:: Data for processing ::
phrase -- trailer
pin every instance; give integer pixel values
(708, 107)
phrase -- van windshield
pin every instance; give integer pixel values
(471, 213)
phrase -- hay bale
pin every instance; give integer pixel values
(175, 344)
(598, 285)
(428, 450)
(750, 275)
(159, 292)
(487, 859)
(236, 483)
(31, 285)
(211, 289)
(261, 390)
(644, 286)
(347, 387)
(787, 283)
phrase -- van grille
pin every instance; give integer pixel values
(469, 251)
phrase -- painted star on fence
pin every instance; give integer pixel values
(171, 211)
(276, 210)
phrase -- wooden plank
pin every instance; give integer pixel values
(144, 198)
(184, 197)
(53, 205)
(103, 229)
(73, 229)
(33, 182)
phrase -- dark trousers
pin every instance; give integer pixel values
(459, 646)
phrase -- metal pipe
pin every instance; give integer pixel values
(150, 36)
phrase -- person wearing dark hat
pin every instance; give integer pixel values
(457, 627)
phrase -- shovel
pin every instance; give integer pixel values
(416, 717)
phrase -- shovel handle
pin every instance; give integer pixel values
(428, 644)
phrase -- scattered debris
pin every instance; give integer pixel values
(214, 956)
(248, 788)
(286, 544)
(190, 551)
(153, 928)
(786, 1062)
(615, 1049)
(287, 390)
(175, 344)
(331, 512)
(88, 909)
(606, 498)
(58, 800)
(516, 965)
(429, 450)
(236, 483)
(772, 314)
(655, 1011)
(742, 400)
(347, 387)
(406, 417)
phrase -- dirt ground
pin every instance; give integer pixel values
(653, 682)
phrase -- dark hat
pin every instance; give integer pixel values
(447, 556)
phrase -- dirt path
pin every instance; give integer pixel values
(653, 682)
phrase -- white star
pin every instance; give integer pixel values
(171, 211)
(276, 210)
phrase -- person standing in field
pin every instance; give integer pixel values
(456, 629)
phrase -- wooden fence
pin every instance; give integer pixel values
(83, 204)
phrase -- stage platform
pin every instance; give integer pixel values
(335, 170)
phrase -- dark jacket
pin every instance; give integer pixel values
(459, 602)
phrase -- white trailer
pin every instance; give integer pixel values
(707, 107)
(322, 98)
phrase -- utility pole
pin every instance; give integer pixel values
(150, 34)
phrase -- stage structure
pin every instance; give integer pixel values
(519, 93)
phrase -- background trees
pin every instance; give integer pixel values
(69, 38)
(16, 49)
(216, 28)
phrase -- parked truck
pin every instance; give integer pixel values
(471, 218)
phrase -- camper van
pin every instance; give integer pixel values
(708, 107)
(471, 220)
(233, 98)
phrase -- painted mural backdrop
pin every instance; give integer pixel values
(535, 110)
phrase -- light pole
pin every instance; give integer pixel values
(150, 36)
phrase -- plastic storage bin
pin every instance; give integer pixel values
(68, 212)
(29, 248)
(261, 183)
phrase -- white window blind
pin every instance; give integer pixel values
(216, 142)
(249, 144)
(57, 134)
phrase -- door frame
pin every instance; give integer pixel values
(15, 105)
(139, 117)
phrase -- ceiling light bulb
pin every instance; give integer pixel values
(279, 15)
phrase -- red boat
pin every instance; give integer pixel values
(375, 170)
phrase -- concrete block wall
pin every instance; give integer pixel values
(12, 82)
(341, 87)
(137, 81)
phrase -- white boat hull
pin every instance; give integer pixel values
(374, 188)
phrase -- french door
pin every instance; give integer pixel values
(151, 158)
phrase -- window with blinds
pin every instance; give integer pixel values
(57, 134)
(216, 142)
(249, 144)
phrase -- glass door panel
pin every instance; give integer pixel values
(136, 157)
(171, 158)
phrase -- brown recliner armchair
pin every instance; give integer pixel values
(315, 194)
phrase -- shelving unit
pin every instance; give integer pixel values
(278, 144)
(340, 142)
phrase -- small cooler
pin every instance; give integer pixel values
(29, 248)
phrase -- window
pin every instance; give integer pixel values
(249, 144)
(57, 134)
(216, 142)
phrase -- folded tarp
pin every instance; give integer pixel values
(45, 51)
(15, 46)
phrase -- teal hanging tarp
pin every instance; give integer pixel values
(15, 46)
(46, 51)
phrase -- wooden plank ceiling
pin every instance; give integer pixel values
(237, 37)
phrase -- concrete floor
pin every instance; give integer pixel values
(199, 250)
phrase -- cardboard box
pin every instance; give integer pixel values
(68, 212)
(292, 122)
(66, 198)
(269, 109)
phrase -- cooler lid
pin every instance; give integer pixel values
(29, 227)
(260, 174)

* * *

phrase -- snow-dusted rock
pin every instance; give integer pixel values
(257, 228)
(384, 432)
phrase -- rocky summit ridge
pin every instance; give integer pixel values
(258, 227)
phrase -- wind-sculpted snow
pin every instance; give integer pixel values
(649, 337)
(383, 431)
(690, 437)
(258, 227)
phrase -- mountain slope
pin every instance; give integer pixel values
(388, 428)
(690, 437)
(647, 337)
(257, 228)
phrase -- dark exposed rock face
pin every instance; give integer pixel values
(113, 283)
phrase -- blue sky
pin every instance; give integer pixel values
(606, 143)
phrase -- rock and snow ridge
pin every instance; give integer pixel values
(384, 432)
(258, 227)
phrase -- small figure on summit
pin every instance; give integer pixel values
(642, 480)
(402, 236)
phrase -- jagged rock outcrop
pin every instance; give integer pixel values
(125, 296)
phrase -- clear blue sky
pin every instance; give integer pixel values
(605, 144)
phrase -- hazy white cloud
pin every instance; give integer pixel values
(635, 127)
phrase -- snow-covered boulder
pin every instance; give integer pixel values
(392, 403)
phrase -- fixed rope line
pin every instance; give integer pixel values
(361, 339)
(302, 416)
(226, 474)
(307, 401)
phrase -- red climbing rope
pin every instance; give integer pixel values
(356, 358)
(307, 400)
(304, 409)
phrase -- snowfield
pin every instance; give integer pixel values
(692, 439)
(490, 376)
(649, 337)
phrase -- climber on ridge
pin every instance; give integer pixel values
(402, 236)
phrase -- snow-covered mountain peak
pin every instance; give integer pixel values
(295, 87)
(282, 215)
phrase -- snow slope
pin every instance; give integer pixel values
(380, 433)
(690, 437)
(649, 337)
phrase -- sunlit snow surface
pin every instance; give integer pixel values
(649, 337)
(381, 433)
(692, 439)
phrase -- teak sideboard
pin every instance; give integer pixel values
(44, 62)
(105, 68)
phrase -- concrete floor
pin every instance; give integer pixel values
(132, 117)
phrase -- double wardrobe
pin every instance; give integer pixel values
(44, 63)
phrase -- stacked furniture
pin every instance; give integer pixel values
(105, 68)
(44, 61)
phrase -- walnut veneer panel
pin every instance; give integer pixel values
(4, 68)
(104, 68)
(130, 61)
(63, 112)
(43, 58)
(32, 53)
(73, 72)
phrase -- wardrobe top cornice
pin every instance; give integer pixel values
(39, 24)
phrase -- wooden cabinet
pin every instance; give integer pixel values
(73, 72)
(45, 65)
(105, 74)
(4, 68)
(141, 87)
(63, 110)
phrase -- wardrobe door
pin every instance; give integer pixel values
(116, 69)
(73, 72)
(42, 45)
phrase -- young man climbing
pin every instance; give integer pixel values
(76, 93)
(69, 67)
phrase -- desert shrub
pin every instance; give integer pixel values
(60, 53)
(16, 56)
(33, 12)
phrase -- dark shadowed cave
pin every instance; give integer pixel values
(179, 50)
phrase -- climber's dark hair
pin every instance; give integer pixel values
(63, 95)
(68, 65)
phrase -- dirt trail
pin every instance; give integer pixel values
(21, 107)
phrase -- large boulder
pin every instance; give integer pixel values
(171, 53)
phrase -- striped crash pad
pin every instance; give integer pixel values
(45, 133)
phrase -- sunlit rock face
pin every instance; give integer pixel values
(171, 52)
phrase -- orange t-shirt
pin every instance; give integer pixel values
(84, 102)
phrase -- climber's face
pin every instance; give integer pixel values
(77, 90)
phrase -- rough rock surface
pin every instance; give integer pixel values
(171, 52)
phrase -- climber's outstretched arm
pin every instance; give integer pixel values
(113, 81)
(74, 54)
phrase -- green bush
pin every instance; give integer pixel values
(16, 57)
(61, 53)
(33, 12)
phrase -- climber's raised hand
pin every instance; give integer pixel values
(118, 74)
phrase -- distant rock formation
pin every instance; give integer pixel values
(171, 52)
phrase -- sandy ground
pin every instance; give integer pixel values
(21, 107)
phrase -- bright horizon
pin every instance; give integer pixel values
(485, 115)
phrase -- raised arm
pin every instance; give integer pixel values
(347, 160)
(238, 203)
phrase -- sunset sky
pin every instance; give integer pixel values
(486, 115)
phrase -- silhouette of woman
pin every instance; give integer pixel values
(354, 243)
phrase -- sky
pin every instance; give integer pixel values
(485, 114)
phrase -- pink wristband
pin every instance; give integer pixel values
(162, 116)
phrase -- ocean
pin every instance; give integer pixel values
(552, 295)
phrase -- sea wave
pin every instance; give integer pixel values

--

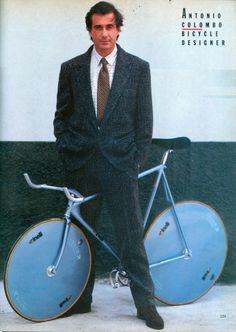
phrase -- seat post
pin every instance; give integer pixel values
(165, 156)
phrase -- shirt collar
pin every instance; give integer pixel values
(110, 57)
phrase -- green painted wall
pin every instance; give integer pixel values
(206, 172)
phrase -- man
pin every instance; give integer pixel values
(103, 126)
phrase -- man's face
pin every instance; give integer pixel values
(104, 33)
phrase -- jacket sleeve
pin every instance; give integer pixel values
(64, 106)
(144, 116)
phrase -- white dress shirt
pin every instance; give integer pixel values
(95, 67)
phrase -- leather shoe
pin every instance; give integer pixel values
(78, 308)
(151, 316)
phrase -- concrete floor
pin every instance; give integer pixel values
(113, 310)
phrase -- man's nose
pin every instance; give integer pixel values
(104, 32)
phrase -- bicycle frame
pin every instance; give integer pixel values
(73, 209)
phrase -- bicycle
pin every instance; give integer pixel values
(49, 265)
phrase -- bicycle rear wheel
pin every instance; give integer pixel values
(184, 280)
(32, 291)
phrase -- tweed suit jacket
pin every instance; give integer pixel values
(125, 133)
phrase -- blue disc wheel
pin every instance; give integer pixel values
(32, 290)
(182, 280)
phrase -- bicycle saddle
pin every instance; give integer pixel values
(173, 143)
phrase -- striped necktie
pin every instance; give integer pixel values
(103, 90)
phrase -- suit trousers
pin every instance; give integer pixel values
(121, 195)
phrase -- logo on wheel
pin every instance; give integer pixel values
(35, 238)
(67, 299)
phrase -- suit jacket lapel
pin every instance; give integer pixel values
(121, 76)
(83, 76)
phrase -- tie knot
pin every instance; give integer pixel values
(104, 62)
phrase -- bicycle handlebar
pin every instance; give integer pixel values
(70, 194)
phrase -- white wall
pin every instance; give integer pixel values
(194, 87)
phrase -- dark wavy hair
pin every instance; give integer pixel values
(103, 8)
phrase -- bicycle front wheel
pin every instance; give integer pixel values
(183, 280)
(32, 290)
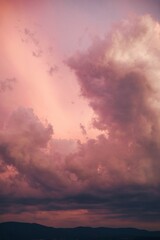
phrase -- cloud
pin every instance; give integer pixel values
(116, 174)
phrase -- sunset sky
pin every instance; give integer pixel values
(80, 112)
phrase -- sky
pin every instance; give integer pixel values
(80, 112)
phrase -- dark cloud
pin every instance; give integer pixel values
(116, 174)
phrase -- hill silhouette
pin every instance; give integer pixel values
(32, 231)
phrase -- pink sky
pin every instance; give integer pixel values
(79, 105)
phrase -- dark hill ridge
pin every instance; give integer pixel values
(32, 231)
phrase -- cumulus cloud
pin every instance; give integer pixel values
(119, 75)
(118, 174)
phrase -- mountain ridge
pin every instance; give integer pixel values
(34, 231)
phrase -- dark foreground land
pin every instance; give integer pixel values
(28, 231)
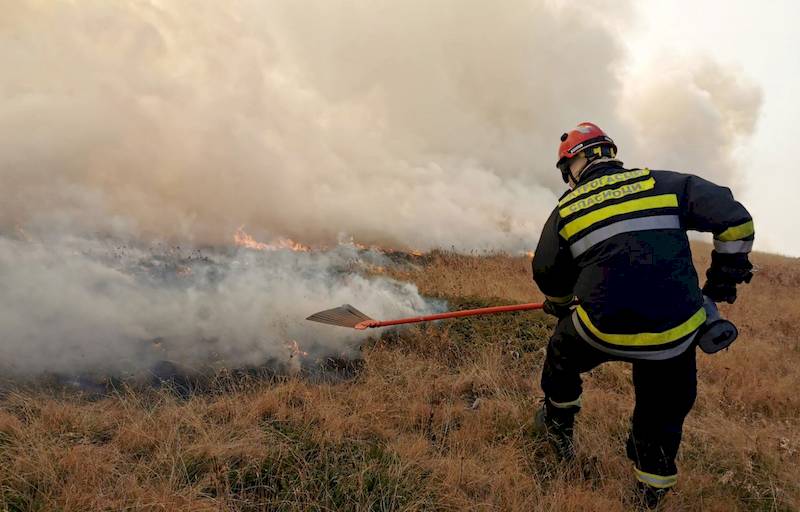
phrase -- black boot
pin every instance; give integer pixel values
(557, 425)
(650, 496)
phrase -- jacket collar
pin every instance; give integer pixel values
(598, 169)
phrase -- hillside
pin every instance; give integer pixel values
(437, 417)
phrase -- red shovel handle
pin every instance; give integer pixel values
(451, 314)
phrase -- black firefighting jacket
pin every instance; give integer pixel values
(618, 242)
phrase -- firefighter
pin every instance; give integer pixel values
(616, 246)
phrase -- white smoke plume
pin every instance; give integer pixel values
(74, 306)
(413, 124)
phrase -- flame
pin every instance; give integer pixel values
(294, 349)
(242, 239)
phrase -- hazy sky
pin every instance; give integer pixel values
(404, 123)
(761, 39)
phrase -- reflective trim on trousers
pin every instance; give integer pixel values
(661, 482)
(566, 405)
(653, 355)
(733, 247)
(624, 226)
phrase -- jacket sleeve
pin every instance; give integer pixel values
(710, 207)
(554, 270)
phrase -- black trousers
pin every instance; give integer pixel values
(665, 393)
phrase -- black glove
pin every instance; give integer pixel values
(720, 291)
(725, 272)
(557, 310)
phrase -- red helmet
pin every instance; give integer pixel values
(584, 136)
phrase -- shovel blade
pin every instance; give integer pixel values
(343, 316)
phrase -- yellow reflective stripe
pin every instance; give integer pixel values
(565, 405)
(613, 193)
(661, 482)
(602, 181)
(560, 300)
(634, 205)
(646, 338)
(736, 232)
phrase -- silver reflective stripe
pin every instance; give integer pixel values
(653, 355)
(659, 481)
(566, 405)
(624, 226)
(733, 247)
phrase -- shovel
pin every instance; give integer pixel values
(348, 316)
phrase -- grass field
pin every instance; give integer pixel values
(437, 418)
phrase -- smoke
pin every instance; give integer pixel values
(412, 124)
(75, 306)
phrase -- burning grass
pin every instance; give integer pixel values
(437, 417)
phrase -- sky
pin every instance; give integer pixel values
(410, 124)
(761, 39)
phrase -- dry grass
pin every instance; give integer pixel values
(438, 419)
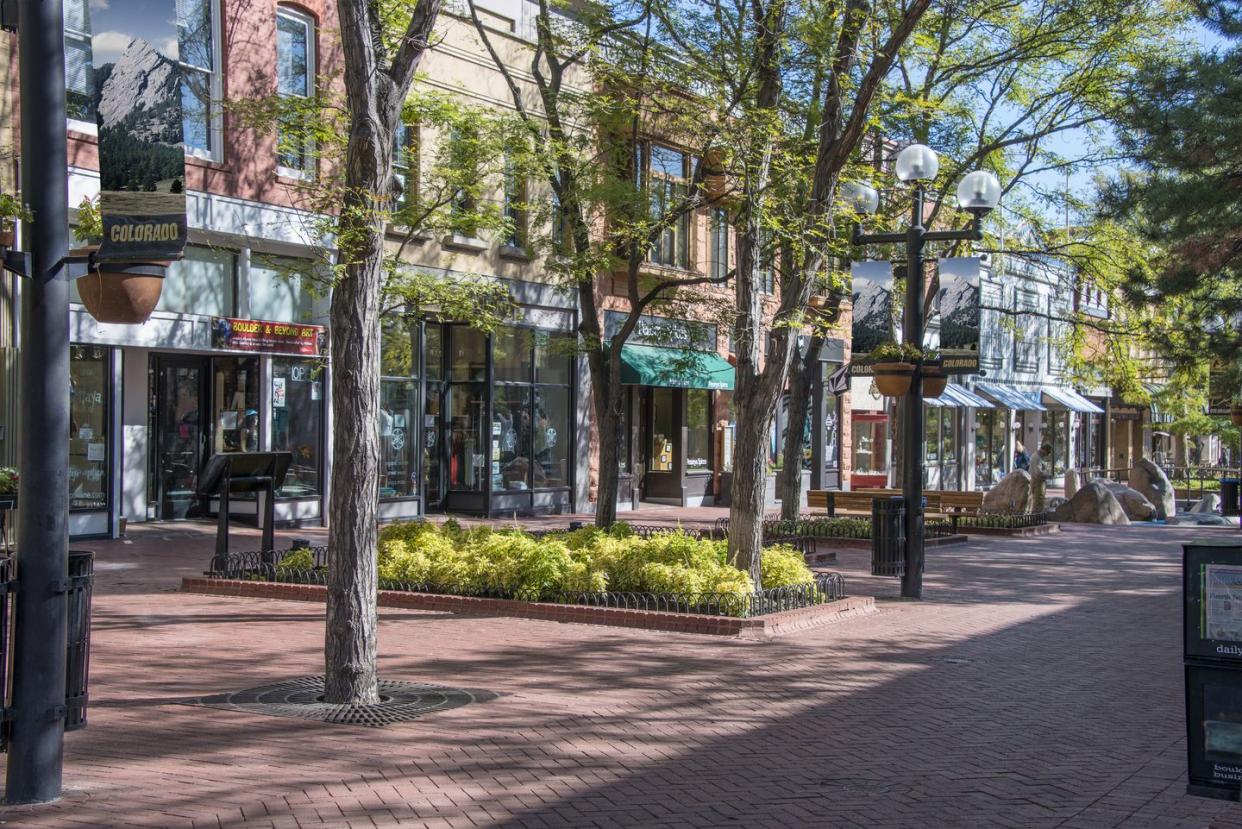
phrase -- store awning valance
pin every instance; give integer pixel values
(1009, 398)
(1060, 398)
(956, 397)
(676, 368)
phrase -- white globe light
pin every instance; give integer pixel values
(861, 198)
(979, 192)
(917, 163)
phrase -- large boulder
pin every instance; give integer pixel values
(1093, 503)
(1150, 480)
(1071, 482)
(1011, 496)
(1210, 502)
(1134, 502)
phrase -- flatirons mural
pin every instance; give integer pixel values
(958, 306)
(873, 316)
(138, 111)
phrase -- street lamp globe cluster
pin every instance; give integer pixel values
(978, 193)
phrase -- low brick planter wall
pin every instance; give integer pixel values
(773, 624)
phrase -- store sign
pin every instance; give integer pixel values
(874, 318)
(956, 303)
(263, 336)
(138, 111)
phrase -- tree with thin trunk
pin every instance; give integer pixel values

:: What to do ::
Extract every line of the rows above that contains the string "covered".

:: Answer for this exercise ::
phrase -- snow-covered boulder
phrase -- snow-covered mountain peak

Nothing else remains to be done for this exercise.